BEGIN PASSAGE PROVIDED

And so why those stages are so important is because the strategies that are needed and most effective in each of those stages are very, very different. Share on X
So number five, treadmill. So early struggle, fun, and then you go into complexity and that’s when you need the systems. So then you start building systems and you create predictable success and then you believe that you created the money printing machine and then you just have to keep feeding the beast, stop innovating, try new things, and then it becomes just a treadmill, everyone burns out. What is stage six?
Stage six is the big rut. Yep. That’s where you fall into the big rut. And that’s where you’re still on the treadmill, but you’re fine with it now. It’s just, we’re okay. This is what we’ve done. It’s what we’re always going to do.
Yeah. That’s how business is. And big companies often fall into this. When you have this big machine, it becomes really hard to reinvigorate. And I always recall Jeff Bezos, he always talks about it’s always day one at Amazon. So he is fighting this constantly, this slide into the treadmill and to be, I think that it’s day one, we can’t sit on our laurels, we have to push the envelope, we have to innovate, very important.

END PASSAGE PROVIDED
BEGIN INFORMATION PROVIDED

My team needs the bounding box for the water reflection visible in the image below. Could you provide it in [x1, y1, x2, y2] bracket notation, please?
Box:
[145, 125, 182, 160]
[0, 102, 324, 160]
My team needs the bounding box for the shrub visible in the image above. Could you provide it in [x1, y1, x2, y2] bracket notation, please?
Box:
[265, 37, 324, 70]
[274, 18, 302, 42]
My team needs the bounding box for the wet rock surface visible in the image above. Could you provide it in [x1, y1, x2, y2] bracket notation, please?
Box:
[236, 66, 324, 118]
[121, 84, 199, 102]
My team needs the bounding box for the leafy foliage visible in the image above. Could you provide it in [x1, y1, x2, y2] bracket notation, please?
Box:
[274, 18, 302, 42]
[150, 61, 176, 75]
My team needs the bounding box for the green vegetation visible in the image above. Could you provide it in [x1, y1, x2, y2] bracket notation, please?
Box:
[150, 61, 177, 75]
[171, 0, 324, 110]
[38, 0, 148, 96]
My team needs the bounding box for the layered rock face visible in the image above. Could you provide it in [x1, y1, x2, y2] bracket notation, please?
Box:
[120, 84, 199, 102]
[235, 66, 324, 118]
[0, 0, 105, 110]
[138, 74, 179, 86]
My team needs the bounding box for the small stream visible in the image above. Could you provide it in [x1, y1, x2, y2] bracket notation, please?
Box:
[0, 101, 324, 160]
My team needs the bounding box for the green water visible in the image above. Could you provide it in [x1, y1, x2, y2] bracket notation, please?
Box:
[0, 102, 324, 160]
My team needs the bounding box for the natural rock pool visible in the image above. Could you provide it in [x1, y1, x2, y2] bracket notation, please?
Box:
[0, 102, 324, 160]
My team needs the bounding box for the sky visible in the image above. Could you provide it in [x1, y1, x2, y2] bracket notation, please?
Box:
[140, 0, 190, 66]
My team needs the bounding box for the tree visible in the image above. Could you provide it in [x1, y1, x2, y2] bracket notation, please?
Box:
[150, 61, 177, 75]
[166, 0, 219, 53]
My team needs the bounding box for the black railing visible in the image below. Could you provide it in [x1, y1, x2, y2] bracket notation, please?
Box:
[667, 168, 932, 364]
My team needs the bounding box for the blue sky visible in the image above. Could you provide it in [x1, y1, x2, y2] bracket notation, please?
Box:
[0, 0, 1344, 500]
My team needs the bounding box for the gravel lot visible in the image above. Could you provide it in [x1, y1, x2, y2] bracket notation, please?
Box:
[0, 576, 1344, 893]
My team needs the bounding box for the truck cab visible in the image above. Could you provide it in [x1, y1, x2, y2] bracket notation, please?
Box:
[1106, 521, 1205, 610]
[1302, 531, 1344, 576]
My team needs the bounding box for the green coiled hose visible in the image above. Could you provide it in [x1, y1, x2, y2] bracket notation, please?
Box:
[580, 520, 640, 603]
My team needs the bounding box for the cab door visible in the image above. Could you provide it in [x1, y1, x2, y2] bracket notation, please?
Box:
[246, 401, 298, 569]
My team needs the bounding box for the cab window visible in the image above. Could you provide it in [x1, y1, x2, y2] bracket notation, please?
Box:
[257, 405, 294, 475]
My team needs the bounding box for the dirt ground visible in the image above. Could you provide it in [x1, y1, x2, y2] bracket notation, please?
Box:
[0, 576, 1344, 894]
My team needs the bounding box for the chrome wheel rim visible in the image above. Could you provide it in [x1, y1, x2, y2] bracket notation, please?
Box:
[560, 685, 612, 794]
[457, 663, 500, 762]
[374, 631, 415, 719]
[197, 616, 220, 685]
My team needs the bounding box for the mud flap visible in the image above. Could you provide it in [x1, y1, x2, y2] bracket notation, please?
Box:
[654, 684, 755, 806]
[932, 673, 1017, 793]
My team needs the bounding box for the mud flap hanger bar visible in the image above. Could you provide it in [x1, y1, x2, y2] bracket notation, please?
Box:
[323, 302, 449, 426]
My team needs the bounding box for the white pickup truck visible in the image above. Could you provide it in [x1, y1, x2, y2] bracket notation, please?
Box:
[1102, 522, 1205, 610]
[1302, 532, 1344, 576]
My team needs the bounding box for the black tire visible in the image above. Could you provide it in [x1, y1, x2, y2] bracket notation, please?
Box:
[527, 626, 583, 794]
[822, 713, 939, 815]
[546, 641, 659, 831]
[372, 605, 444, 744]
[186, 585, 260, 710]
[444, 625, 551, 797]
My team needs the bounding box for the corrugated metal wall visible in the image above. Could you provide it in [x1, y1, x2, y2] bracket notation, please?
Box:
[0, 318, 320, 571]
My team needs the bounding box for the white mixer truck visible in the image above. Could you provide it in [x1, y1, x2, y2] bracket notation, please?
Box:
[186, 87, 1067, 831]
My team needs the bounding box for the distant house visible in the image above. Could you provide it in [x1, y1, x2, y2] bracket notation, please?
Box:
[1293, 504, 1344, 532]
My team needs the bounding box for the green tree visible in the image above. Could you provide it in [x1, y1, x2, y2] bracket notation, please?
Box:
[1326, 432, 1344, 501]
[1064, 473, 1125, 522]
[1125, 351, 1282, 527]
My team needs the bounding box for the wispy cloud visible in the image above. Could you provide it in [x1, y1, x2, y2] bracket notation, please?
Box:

END INFORMATION PROVIDED

**EXERCISE REQUIREMENTS**
• A. Translate this sentence from the transcript about business stages into Spanish: "When you have this big machine, it becomes really hard to reinvigorate."
• B. Print word for word the part of the transcript about business stages that opens with the words containing "Yeah. That’s how" and closes with "innovate, very important.".

**SOLUTIONS TO THE PROBLEMS**
• A. Cuando tienes esta gran máquina, se vuelve realmente difícil revitalizarla.

• B.
Yeah. That’s how business is. And big companies often fall into this. When you have this big machine, it becomes really hard to reinvigorate. And I always recall Jeff Bezos, he always talks about it’s always day one at Amazon. So he is fighting this constantly, this slide into the treadmill and to be, I think that it’s day one, we can’t sit on our laurels, we have to push the envelope, we have to innovate, very important.